Data extract:
────────────────────

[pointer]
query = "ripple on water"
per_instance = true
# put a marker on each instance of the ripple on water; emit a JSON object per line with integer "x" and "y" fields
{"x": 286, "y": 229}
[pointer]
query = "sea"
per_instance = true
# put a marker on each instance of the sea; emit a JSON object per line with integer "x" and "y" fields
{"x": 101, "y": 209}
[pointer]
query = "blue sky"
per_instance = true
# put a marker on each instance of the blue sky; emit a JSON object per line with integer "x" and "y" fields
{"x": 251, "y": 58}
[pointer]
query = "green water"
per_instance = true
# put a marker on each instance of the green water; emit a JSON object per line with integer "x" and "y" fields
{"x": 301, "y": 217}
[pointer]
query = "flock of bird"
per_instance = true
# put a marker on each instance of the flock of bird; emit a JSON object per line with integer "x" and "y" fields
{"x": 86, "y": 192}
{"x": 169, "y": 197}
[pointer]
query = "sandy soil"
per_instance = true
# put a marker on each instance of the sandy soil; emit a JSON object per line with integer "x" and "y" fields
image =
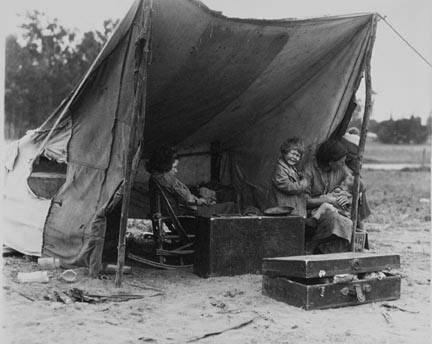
{"x": 187, "y": 307}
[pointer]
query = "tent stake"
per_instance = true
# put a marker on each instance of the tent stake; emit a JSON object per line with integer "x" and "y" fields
{"x": 137, "y": 125}
{"x": 363, "y": 133}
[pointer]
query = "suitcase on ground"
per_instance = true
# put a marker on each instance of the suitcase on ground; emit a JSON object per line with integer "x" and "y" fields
{"x": 234, "y": 245}
{"x": 332, "y": 280}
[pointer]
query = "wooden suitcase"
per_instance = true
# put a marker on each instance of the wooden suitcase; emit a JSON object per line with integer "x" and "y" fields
{"x": 234, "y": 245}
{"x": 317, "y": 281}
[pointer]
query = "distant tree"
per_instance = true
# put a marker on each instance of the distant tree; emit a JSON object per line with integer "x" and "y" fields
{"x": 42, "y": 66}
{"x": 402, "y": 131}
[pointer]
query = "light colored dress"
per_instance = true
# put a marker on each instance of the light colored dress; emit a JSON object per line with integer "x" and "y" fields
{"x": 287, "y": 189}
{"x": 330, "y": 223}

────────────────────

Exercise aim:
Find every line of the data that includes the string "soil". Copy each of those lines.

Reply:
query = "sandy soil"
# put a marker on each instance of the sandy soil; emit a JSON object per line with integer "x" and "y" fields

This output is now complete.